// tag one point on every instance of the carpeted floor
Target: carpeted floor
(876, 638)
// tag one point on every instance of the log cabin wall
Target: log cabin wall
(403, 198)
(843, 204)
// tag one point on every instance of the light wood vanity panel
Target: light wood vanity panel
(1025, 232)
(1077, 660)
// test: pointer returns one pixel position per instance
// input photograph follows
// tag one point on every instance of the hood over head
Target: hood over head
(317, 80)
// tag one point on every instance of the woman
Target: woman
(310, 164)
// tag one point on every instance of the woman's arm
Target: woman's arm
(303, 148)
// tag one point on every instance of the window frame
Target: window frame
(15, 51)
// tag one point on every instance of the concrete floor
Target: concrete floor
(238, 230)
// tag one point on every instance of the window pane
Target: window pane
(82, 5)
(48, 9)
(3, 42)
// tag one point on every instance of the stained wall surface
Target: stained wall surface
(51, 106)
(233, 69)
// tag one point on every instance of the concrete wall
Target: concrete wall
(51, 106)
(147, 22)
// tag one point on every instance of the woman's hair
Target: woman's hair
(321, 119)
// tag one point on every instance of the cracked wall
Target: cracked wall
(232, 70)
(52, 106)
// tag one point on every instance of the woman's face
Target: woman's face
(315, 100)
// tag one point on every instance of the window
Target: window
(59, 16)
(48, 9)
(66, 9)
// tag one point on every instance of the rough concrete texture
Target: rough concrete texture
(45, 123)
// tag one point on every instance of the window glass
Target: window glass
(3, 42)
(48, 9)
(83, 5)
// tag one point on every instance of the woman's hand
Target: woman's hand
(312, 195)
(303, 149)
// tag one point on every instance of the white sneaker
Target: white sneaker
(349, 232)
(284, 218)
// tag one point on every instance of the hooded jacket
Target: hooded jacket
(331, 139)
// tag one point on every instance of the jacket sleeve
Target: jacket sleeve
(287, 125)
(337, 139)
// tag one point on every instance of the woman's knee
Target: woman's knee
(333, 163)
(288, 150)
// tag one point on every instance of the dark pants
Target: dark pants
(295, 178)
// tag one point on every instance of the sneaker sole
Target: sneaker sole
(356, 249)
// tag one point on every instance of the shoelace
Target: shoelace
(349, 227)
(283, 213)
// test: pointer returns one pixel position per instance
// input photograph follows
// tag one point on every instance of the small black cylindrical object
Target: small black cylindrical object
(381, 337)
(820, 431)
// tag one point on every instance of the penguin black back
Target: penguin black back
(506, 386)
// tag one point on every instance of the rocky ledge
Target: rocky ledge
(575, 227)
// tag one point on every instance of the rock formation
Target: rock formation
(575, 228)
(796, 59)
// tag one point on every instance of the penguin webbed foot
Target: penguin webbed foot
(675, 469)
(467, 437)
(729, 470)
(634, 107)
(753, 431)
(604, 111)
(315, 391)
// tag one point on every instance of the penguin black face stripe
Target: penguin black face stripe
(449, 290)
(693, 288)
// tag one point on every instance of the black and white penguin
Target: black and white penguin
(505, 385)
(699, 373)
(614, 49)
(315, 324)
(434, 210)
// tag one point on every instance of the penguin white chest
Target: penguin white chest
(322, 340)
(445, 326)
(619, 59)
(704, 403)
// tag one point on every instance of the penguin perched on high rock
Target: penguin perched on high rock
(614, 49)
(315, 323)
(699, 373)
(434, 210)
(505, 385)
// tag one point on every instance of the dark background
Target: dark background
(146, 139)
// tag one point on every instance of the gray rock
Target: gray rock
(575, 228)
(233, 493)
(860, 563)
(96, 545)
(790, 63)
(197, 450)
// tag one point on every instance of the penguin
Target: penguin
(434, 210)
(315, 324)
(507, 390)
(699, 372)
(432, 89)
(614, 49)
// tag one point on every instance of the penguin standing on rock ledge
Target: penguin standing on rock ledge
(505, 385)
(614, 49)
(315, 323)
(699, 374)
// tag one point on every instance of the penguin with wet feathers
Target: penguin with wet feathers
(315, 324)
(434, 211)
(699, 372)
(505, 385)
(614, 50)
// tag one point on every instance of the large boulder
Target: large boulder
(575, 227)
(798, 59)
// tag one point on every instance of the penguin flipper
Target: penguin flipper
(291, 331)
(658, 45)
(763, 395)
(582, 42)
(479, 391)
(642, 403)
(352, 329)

◆ ◆ ◆

Each entry above is to be set down again in exactly the same words.

// tag one point on every instance of the carpeted floor
Target: carpeted floor
(876, 638)
// tag one point on every instance of the log cabin wall
Target: log cabin wall
(403, 198)
(843, 204)
// tag one point on every instance of the light wood vanity panel
Target: light wood vanity panel
(1025, 232)
(1077, 660)
// test: pointer returns one pixel position per instance
// input photograph follows
// tag one point on every instance of the hood over head
Target: hood over head
(317, 80)
// tag one point on every instance of the woman
Target: woman
(310, 164)
// tag one point on every instance of the woman's arm
Target: woman's arm
(303, 148)
// tag one point on every instance of the window frame
Target: window frame
(15, 51)
// tag one point on every instance of the concrete floor
Target: concrete floor
(238, 230)
// tag one point on every instance of the window pane
Target: window pane
(82, 5)
(48, 9)
(3, 42)
// tag one point on every instance of the stained wall surface
Target: stained wall surface
(51, 106)
(233, 69)
// tag one point on every instance of the concrete wall
Target: concrete wall
(51, 106)
(147, 22)
// tag one point on every instance of the woman's hair
Target: woman's hair
(321, 119)
// tag one point on every instance of the cracked wall
Target: cracked wall
(232, 70)
(52, 106)
// tag one point on every instance of the woman's face
Target: woman's face
(315, 100)
// tag one point on every instance of the window
Target: window
(59, 16)
(48, 9)
(66, 9)
// tag one point on every instance of the rough concrete texture
Target: rough concrete texture
(45, 123)
// tag one point on every instance of the window glass
Target: window glass
(3, 42)
(48, 9)
(83, 5)
// tag one point on every instance of the woman's hand
Target: woman's hand
(312, 195)
(303, 149)
// tag one point on every instance of the white sneaker
Target: white sneaker
(349, 232)
(284, 218)
// tag one point on every instance of the hooded jacket
Target: hooded jacket
(331, 139)
// tag one point on every instance of the jacket sleeve
Target: jacket sleeve
(287, 125)
(337, 139)
// tag one point on every instance of the woman's knee
Target: woman's knee
(333, 163)
(288, 150)
// tag one point on every instance of the dark pants
Target: dark pants
(295, 178)
// tag one point on every instance of the sneaker sole
Target: sneaker sole
(356, 249)
// tag one point on every instance of the shoelace
Target: shoelace
(349, 227)
(283, 213)
// test: pointer returns one pixel position per instance
// input photograph follows
// tag one point on every instance of the small black cylindrical object
Target: small black cylindrical object
(381, 337)
(820, 431)
// tag one point on every instance of the penguin black back
Target: penguin black back
(506, 386)
// tag one point on every instance of the rocky ledge
Target: rocky ledge
(575, 227)
// tag one point on every instance of the rock formation
Target: rock formation
(575, 228)
(796, 59)
// tag one point on every instance of the penguin webbed foot
Target: penguin webbed foot
(675, 469)
(467, 437)
(729, 470)
(634, 107)
(753, 431)
(604, 111)
(315, 391)
// tag one point on every instance of the penguin black face stripe
Target: penguin black face stripe
(449, 290)
(693, 288)
// tag one point on every instance of the black and white penguin
Target: black and white penguin
(505, 385)
(699, 373)
(614, 49)
(315, 324)
(434, 210)
// tag one point on every instance of the penguin white chest
Target: penguin white chest
(322, 340)
(445, 326)
(619, 59)
(704, 403)
// tag one point on every instance of the penguin perched on high rock
Target: penguin perched on high rock
(614, 49)
(315, 323)
(699, 373)
(434, 210)
(505, 385)
// tag one point on every instance of the dark background
Target: dark background
(146, 139)
// tag one point on every instance of the gray rock
Target: gray rock
(575, 228)
(233, 493)
(860, 563)
(96, 545)
(790, 63)
(197, 450)
// tag one point on every instance of the penguin
Target: penguin
(434, 210)
(315, 324)
(507, 390)
(699, 372)
(432, 89)
(614, 49)
// tag one point on every instance of the penguin standing on rock ledge
Target: penguin standing on rock ledge
(505, 385)
(614, 49)
(315, 323)
(699, 374)
// tag one point on every instance of the penguin with wet feathers
Target: penguin with wet feathers
(315, 324)
(434, 211)
(699, 372)
(505, 385)
(614, 50)
// tag one point on every instance of the large boulder
Target: large boulder
(575, 227)
(798, 59)
// tag one point on every instance of the penguin flipper
Target: penguin flipper
(291, 331)
(658, 45)
(763, 395)
(582, 42)
(479, 391)
(642, 403)
(352, 329)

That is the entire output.